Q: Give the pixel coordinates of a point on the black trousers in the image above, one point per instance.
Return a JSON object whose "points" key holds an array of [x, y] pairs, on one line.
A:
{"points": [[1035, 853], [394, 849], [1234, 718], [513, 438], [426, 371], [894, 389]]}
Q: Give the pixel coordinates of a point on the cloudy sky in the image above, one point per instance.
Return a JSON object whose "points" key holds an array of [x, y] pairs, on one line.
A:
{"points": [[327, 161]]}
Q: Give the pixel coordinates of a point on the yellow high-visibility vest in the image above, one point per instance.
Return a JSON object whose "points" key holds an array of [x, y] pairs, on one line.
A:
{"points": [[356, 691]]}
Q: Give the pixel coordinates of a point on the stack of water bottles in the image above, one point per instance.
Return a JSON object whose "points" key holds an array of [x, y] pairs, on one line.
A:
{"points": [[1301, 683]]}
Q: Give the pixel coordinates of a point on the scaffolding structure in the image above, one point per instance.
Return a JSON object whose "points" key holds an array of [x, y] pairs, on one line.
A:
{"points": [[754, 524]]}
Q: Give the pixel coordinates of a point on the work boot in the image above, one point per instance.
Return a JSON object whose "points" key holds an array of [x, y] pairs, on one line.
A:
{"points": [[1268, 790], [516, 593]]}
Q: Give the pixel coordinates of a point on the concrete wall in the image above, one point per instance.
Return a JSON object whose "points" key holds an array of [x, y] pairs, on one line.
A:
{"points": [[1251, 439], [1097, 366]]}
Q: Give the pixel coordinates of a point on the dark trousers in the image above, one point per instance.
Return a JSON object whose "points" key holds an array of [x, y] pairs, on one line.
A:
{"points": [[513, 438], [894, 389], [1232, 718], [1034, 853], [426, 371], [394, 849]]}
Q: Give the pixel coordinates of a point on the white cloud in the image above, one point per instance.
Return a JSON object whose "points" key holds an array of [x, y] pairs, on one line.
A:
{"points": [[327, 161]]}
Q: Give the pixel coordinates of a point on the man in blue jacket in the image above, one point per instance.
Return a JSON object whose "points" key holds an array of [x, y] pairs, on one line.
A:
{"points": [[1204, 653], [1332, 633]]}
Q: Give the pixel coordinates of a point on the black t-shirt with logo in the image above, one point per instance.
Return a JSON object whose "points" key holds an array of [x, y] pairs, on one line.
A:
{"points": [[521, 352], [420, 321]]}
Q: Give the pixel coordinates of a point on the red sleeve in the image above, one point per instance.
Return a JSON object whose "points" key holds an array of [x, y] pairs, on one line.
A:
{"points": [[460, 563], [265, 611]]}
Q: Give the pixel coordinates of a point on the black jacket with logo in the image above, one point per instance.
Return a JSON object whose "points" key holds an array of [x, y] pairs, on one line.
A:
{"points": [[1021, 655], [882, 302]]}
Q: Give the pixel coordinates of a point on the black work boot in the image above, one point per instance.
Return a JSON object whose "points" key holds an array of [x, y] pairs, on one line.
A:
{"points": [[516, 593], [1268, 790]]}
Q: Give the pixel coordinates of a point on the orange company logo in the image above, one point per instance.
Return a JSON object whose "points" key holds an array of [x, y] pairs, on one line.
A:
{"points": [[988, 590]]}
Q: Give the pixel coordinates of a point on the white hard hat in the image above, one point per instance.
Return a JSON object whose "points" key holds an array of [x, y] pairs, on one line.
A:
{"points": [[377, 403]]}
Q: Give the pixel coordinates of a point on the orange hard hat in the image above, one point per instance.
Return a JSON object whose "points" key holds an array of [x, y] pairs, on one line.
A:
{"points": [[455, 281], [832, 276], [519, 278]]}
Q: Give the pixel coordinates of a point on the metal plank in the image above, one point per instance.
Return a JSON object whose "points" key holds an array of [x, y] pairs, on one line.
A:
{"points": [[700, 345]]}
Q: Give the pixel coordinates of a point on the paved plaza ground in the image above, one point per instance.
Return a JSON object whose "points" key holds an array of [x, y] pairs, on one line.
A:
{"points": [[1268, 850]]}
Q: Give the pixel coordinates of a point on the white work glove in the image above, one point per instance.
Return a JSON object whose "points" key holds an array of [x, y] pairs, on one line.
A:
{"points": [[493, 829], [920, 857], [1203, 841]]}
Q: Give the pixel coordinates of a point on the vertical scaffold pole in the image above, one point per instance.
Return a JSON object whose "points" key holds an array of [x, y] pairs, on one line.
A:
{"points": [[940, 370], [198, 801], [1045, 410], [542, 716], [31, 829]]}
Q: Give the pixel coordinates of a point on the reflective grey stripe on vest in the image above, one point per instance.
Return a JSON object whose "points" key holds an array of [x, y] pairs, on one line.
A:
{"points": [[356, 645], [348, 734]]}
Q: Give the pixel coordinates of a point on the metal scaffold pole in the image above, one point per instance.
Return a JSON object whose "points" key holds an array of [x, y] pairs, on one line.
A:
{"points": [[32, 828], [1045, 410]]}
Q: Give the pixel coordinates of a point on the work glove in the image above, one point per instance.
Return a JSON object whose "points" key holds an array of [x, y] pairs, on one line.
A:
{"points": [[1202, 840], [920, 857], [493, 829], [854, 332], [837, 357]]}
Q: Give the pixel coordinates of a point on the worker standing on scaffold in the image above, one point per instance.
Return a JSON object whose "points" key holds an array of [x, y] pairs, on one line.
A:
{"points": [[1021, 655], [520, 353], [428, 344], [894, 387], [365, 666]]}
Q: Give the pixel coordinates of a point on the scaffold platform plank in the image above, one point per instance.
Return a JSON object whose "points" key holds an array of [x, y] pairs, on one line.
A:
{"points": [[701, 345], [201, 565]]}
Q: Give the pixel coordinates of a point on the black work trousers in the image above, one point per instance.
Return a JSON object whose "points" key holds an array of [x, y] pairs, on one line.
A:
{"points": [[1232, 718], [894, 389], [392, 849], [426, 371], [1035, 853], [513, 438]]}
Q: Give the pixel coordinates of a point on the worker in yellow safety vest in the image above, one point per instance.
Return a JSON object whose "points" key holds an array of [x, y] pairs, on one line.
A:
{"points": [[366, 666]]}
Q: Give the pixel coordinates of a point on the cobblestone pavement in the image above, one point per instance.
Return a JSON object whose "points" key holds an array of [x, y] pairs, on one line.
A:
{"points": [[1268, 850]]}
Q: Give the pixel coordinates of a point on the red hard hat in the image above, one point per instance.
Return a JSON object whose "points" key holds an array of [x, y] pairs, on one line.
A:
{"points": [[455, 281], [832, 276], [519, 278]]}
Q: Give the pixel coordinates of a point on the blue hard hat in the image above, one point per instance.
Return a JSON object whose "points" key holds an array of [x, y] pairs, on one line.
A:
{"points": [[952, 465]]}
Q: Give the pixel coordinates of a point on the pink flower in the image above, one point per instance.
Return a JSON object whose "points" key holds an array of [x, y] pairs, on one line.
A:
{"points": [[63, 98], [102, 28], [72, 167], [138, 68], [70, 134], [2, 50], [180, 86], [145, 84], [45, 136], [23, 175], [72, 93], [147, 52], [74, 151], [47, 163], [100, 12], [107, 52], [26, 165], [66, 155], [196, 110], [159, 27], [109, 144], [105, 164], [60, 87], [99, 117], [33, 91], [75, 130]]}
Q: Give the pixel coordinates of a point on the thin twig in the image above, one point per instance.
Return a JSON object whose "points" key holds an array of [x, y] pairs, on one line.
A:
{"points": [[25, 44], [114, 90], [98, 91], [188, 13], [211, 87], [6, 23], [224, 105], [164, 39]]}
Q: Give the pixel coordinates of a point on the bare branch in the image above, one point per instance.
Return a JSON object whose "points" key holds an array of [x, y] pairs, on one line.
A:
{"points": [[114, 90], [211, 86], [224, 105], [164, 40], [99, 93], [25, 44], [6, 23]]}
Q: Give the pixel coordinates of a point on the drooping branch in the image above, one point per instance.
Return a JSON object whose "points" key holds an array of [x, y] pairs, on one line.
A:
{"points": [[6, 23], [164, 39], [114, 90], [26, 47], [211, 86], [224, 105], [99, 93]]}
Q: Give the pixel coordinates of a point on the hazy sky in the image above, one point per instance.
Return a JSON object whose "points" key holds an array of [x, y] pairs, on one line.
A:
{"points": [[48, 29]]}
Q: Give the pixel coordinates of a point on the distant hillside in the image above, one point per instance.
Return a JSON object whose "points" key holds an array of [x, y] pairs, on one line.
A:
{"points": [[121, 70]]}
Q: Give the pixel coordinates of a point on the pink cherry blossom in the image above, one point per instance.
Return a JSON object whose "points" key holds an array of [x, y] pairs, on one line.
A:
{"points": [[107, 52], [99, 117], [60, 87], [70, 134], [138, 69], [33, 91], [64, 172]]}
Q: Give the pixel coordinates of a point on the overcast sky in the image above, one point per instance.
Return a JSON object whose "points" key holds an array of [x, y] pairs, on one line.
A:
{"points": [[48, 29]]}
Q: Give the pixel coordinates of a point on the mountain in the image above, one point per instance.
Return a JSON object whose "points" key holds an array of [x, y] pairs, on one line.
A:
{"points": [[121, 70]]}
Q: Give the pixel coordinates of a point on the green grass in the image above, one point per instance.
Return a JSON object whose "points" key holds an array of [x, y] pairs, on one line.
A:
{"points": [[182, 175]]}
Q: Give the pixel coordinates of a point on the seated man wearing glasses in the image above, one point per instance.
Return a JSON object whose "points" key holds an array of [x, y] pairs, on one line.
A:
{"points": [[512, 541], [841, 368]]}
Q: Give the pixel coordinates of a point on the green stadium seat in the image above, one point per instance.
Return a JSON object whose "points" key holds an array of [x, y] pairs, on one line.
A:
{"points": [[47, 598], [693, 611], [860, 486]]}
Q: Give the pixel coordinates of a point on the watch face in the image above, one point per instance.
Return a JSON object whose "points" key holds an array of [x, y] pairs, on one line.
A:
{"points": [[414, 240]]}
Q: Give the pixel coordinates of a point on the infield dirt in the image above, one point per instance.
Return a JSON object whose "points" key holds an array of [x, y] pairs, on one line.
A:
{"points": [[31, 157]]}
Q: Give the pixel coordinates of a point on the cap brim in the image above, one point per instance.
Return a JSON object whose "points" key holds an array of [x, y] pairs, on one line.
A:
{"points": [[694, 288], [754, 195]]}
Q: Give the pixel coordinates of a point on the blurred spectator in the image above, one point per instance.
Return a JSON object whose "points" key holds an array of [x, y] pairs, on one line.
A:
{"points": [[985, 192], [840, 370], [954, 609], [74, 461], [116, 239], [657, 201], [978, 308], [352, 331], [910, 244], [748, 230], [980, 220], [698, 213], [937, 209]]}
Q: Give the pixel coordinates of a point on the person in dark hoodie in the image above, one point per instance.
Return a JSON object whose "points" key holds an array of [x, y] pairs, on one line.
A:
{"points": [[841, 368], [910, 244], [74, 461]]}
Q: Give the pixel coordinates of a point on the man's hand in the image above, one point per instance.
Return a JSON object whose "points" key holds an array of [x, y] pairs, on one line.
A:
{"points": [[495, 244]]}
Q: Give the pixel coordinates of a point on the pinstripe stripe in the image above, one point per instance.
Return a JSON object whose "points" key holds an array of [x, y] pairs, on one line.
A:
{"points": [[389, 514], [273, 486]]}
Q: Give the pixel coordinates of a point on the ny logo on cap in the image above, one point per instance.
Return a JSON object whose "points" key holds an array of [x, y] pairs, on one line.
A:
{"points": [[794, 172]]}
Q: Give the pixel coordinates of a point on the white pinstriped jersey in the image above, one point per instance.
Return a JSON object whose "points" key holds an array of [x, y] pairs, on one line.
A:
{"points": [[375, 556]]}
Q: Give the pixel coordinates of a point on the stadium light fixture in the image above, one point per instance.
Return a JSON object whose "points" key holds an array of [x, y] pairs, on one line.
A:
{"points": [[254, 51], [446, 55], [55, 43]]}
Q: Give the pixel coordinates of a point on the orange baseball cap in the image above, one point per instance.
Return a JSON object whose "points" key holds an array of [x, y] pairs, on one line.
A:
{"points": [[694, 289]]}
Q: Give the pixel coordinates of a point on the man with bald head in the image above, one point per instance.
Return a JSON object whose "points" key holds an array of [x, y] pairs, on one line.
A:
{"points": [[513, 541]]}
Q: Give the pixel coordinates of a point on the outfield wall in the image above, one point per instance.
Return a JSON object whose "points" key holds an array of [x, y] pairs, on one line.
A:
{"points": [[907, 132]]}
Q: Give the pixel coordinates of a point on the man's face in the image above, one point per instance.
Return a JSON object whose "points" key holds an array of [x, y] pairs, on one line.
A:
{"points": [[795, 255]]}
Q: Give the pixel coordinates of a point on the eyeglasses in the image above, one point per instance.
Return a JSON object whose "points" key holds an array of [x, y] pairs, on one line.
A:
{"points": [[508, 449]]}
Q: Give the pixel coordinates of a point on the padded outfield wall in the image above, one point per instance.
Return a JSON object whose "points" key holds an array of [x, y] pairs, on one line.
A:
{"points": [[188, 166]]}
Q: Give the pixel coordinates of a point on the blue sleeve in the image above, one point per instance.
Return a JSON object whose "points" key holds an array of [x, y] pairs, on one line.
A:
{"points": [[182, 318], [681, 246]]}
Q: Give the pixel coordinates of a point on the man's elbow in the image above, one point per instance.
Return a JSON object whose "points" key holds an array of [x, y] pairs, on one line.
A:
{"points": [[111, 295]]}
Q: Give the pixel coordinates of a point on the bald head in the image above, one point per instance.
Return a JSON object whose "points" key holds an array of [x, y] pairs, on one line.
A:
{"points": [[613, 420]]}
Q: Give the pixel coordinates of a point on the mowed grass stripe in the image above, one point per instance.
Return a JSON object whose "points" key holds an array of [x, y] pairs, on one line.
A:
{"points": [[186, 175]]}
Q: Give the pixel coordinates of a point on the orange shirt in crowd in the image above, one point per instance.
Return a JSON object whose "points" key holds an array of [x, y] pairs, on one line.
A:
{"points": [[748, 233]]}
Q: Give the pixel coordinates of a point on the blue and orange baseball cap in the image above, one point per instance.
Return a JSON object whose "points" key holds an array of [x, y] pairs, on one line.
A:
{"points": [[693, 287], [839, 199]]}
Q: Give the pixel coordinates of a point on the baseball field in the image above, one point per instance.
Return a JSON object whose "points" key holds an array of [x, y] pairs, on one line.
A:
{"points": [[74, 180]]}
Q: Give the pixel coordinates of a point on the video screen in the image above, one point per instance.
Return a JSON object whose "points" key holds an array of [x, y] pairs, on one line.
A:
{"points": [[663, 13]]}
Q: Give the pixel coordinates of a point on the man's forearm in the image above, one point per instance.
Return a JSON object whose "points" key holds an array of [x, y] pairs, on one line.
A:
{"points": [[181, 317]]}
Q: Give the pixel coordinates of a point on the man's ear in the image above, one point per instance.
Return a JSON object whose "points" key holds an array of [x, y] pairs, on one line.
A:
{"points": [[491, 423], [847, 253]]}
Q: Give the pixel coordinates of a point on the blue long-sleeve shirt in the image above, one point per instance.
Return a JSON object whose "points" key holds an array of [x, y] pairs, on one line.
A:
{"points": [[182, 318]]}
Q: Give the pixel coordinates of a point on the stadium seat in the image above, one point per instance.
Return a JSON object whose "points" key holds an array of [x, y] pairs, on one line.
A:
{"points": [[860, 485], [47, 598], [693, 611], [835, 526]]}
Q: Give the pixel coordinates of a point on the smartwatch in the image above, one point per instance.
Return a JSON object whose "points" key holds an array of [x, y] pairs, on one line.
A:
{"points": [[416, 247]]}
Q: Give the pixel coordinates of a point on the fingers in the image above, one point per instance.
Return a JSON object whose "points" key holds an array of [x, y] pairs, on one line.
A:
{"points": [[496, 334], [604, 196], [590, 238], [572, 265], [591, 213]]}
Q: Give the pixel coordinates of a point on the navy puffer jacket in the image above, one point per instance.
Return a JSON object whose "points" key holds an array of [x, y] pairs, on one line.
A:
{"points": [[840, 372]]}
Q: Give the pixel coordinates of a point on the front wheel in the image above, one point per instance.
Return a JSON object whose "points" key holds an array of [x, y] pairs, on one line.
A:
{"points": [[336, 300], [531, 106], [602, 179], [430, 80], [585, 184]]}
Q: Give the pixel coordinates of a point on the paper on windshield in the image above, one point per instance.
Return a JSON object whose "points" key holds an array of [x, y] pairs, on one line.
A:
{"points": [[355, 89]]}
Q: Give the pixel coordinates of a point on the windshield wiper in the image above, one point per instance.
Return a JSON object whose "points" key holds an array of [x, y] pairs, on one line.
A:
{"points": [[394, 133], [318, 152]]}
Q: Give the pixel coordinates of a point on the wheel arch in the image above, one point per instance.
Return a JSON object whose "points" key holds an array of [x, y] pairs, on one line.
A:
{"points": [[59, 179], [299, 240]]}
+++++
### WHAT YOU NEED TO DO
Please format the rows from the line containing "Q: Give the pixel coordinates of a point on the wheel" through the last row as a Markdown table. Use the columns N for the running number and Line for the text, and leave out any blank lines.

### OUTPUT FOR THIS TASK
| N | Line |
|---|---|
| 1 | Q: Give the pixel coordinates of a point on the wheel arch in the image above, one point per instance. |
| 2 | Return a JSON object whose "points" key holds an array of [x, y] pairs, on one line. |
| 3 | A: |
| 4 | {"points": [[59, 179], [299, 240]]} |